== Data records ==
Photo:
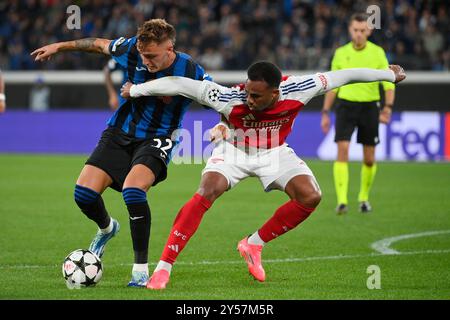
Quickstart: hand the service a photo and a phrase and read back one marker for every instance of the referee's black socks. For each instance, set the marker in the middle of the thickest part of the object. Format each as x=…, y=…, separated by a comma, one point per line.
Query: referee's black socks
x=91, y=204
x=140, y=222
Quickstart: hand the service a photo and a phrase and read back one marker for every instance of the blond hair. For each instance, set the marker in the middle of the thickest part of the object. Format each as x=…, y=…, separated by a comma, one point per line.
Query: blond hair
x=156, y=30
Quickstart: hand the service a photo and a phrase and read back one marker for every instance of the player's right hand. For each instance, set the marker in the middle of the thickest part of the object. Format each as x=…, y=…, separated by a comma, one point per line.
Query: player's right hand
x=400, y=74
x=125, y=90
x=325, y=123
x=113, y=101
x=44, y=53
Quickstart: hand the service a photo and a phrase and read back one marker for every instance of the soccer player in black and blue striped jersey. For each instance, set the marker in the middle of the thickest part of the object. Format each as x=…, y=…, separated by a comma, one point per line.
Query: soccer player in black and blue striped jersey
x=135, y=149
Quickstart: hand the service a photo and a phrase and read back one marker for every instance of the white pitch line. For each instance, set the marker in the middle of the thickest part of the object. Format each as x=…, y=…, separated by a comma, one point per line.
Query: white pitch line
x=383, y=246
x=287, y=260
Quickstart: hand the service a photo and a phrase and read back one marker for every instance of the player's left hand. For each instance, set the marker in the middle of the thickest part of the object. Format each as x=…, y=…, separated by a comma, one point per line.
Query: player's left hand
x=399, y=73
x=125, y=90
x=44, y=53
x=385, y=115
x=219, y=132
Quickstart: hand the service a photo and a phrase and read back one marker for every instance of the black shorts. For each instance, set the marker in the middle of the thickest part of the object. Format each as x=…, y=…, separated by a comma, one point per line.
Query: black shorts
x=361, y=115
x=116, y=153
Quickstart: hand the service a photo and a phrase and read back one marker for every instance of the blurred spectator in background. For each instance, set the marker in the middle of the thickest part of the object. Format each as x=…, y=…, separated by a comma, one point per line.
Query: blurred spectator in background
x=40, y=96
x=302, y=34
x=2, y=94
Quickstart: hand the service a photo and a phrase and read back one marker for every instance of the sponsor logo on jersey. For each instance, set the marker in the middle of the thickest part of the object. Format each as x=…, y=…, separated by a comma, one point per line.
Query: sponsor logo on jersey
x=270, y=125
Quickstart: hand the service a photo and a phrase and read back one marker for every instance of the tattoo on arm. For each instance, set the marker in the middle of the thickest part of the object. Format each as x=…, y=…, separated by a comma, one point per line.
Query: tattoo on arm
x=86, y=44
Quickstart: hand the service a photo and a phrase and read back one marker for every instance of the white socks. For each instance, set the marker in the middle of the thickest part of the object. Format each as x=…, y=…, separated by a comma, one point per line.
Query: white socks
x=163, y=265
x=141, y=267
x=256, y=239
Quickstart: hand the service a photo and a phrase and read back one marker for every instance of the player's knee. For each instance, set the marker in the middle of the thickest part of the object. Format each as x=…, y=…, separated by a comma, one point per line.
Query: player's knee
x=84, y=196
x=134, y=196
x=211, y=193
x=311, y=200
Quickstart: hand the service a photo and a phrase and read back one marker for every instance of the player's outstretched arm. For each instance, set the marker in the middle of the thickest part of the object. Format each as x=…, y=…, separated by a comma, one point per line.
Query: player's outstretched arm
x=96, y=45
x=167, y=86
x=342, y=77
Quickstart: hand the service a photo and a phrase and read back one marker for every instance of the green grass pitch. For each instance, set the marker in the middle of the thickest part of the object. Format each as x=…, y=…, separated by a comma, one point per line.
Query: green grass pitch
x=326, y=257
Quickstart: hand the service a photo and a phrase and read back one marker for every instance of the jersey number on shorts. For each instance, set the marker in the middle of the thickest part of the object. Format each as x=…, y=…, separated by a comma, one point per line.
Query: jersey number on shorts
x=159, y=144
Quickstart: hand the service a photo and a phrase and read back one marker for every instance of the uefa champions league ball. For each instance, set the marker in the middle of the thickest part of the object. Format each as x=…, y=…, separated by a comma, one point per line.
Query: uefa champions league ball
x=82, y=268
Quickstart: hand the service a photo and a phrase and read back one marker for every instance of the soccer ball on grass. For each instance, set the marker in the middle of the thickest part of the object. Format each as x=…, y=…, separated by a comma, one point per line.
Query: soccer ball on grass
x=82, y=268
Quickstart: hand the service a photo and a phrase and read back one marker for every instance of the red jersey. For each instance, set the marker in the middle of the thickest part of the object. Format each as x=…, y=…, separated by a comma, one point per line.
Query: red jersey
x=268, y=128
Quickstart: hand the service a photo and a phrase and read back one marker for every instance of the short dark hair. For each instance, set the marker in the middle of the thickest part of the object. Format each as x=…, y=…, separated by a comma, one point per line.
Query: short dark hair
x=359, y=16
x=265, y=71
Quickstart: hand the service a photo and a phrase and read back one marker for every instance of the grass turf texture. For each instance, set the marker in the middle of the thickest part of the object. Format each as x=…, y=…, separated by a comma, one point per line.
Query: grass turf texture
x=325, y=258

== Exercise ==
Line by line, write out the material above exactly, with no images.

== Result of this task ==
Photo:
Quickstart: hand the service a photo and a phrase and read back one marker for every instance of the referee's black socks. For each instance, set the marker in the middle of the thickest part of the object. Format each as x=…, y=…, separated by a comma, one point per line.
Query: referee's black socks
x=91, y=204
x=140, y=222
Quickstart: hand the service a photo and a phrase and read back one marker for every instance of the blond hair. For each instance, set the marker in the middle of the thickest part of the object. Format each as x=…, y=…, separated by a comma, one point per line.
Query: blond hair
x=156, y=30
Quickstart: hand the service a photo and a phrase and read back one marker for every instance of the player's right hand. For each instance, set the marker in the middle of the thickest part of the object. Format each as x=…, y=…, separated by a comma, one point per line.
Query: player's right hand
x=400, y=74
x=125, y=90
x=325, y=123
x=113, y=101
x=44, y=53
Quickstart: hand the service a photo and a phrase and read back one marker for every instance of the soccer player in black and blue striped jersey. For each instance, set the marker in the middle of the thickest part of the object. Format each as x=…, y=…, separated by a comma, one point per line.
Query: soccer player in black and blue striped jersey
x=135, y=149
Quickstart: hand the service a photo and a phrase and read back one marker for every instance of the white pitch line. For each instance, set the marker in the middle of the thickest part of the object. Format each as x=…, y=…, separated by a comma, one point per line.
Query: white pitch line
x=383, y=246
x=287, y=260
Quickstart: hand the service a photo and a phrase and read back one marker for every instance of the player's left hand. For each instance, set the marker in the middle of the thickest part of the object. Format each as x=…, y=…, separated by a comma, one point per line.
Query: player's left hand
x=399, y=73
x=125, y=90
x=44, y=53
x=385, y=115
x=219, y=132
Quickstart: hand the service a photo and a phrase and read back one marker for every instance of the black shorts. For each instance, set the marker in the middle of the thickest part of the object. Format each as x=…, y=…, separated by a comma, one point per line.
Query: black shorts
x=361, y=115
x=116, y=153
Quickstart: hand the service a photo and a phrase and read back one marker for every instance of the blurred spectator in background. For each instance, set the marker in the middle of the thickest part of the object. Format each as x=…, y=…, separated by a comma, one point per line.
Query: blurred spectator in background
x=40, y=96
x=302, y=34
x=2, y=94
Quickstart: hand the service a photo and a phrase and read back one marker for every instance of the sponsor logo on jersey. For each instance, set the marker in the middle of the thickest part of the object. Format each as x=…, y=…, separated by a comma, one point per line.
Query: sponsor logo on jersey
x=270, y=125
Quickstart: hand the service a photo and a phrase and read back one marker for every instance of the tattoo on arm. For each instance, set the marker in the middle of the thickest part of the object. Format each as x=…, y=…, separated by a comma, one point per line.
Query: tattoo on arm
x=86, y=44
Quickstart: hand the service a photo and a phrase and read back one marker for every instance of the white socks. For each instance, set the marker in the middle of the thickest part of the object. Format each as x=…, y=…, separated by a comma, one point per line.
Query: white socks
x=163, y=265
x=141, y=267
x=256, y=239
Quickstart: hand the service a photo and a phrase and read back one marker for every instance of the player's knee. For each instance, set the marker in the middle of the thickest part of the object. Format each as x=…, y=…, separated by a comma, one point per line.
Query: player's knee
x=84, y=196
x=134, y=196
x=211, y=193
x=311, y=200
Quickstart: hand the service a photo and a phrase and read back one marker for every instance of the player's outstretched arm. For each instance, set the marker in the middle of the thickest part of the object. Format each as x=…, y=…, separated by a comma, one point per line.
Query: player's outstretched arm
x=96, y=45
x=167, y=86
x=342, y=77
Quickstart: hand the service a photo and a phrase and read back one marker for every instance of the green grass pitch. For each instance, set the marker in the middle of the thickest part of the object. Format each as x=…, y=…, separated by a comma, one point per line.
Query: green grass pitch
x=326, y=257
Quickstart: hand the service a photo and a phrase and read back one marker for every instance of the jersey number on shorts. For each instance, set the marker in the middle of the thickest part of the object. Format each as x=…, y=…, separated by a comma, one point per line.
Query: jersey number on shorts
x=159, y=144
Quickstart: hand the service a photo and a phrase and read back one marker for every instance of the uefa champions league ball. For each instance, set the marker in the middle of the thickest part of the object. Format each as x=…, y=…, separated by a comma, one point per line.
Query: uefa champions league ball
x=82, y=268
Quickstart: hand the service a photo and a phrase and read back one marker for every instance of the soccer ball on grass. For each instance, set the marker in the middle of the thickest part of the object. Format each as x=…, y=…, separated by a comma, one point per line.
Query: soccer ball on grass
x=82, y=268
Quickstart: hand the service a photo and a phrase and read back one marker for every instance of the red jersey. For each instance, set the marker in the middle of the thickest part of the object. Format each as x=…, y=…, separated by a comma, one point per line.
Query: red jersey
x=268, y=128
Quickstart: hand the service a photo and a phrase and read back one marker for every instance of the short dark hair. For each instance, set the marker in the middle of the thickest part of the object. Format each as x=…, y=…, separated by a comma, one point per line.
Query: short dark hair
x=359, y=16
x=265, y=71
Quickstart: hand the service a photo and a phrase and read back one marker for every instance of the grass turf texture. For each instance, set the marker in the middle of the thickest part of the object. Format each as x=…, y=…, separated by a comma, one point per line.
Query: grass turf texture
x=325, y=258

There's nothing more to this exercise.